▸ **Énoncé**:
D'après le texte fourni, que regroupe le ballet Magifique de Malandain ?

▸ **Texte fourni**:
:::
Il était une fois…des contes qui nous charmèrent et nous firent peur, des ballets d’une perfection irréelle et une musique qui leur insufflait une double vie, il était une fois Tchaïkovski, ses drames et ses malices, il était une fois Petipa et ses tableaux scéniques qui ont franchi les siècles, il était une fois, enfin, Thierry Malandain, c'est-à-dire un créateur avec ses affres hors normes, mais aussi un humain trop humain, comme vous et moi, qui se retrempe dans tout cet amalgame d’émotions croisées. Il en sort un bien étrange ballet, l’un des plus personnels et les plus profonds de Malandain, même si tout à l’air de se passer dans une cour d’école, la joie des jeux d’enfants se cognant à des réminiscences sombres, que le chorégraphe a le bon goût de faire affleurer avec délicatesse et pudeur, par bouffées, comme à son ordinaire.

Pour Malandain, étiqueté néo-classique alors qu’il est tout simplement respectueux d’ une certaine esthétique de l’harmonie, tout en dirigeant les corps avec des pulsions qui ne sont guère académiques, ce Magifique, qui reprend un de ses mots d’enfant, regroupe les suites tirées des trois grands ballets de Tchaïkovski : il les déroule sur fond de barres et de miroirs, à la fois ceux de l’âme et ceux où se forge le travail du danseur, courant après lui – même devant ce double qui ne le flatte guère, On est donc d’emblée dans un univers fruité, lyrique, pétillant ou dramatique suivant les tonalités des ballets, sans véritable argument, et le chorégraphe y injecte une sorte de précipité de citations – l’esquisse de défilé du corps de ballet, à l’Opéra, ou le pas des Quatre petits cygnes, parodie cocasse et bon enfant de cette célèbre séquence à la fois touchante et un peu ridicule dans sa fragilité.
:::
▸ **Extrait des données**:
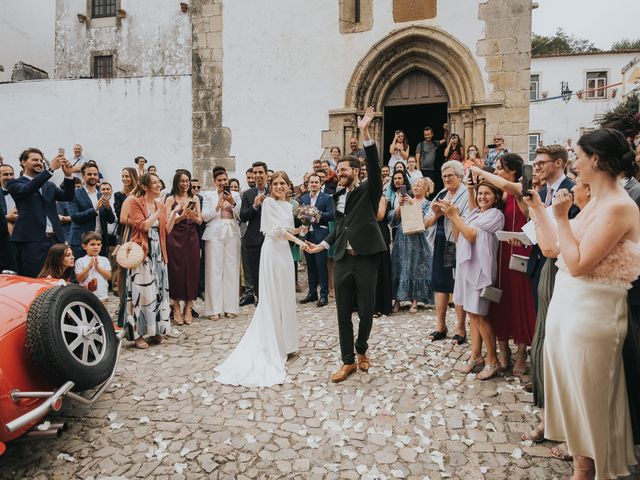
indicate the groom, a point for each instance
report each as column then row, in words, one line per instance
column 358, row 242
:::
▸ **Réponse complète**:
Il regroupe les suites tirées des trois grands ballets de Tchaïkovski.